▸ **Exercise directions**
In the source text about the Registered Traveler program, what annual fee did the Transportation Security Administration set to handle background checks for participants?

A New Kiosk for Air Security, as Registered Traveler Moves Forward

The much anticipated Registered Traveler program just moved a little further along. The program, which allows travelers to pay extra money to go through screening faster than other travelers by pre-registering themselves with a DHS background check and biometric and identity information on file, has been in a pilot process as technology and policy for its management was created.

On Friday it was clear that progress had indeed been made, as the Transportation Security Administration announced that it is setting an annual fee of $28 to handle background checks for Registered Traveler participants.

As if that wasn't progress enough for the program, GE Security today unveiled a new technology kiosk that could be used as part of the program.

The company's technology launch was that of its Secure Registered Traveler (SRT) kiosk, which it was unveiling at the National Safe Skies Alliance Symposium in Washington, D.C. The kiosk had been tested as part of the Verified's Clear program, one of a few private businesses that provide the Registered Traveler services. Clear, the only one currently TSA approved -- though many others are close behind in the process to become TSA approved -- currently has 32,000 customers registered who pay roughly $100 per year for the privilege to move more quickly through security.

The technology behind the GE kiosk is part of the cutting edge. The SRT kiosk integrates trace explosives detection and quadrupole-based explosives detection with biometrics identification. It checks not only the person, but also their shoes for threats. The kiosk was demonstrated with an iris reader that looked to be made by Panasonic.

▸ **Information supplied**
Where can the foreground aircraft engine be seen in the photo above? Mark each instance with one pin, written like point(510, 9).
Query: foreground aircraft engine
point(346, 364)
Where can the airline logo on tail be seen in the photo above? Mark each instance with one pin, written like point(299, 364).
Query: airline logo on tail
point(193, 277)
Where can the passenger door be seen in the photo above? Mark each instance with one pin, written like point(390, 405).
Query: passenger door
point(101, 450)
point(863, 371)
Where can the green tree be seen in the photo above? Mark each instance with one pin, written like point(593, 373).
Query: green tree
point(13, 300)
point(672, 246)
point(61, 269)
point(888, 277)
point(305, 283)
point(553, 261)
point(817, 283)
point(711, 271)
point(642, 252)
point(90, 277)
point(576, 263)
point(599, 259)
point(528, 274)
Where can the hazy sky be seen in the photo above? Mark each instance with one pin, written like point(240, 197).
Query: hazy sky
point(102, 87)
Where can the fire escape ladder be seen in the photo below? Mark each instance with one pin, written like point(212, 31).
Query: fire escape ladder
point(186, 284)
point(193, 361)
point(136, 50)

▸ **Answer box**
$28 per year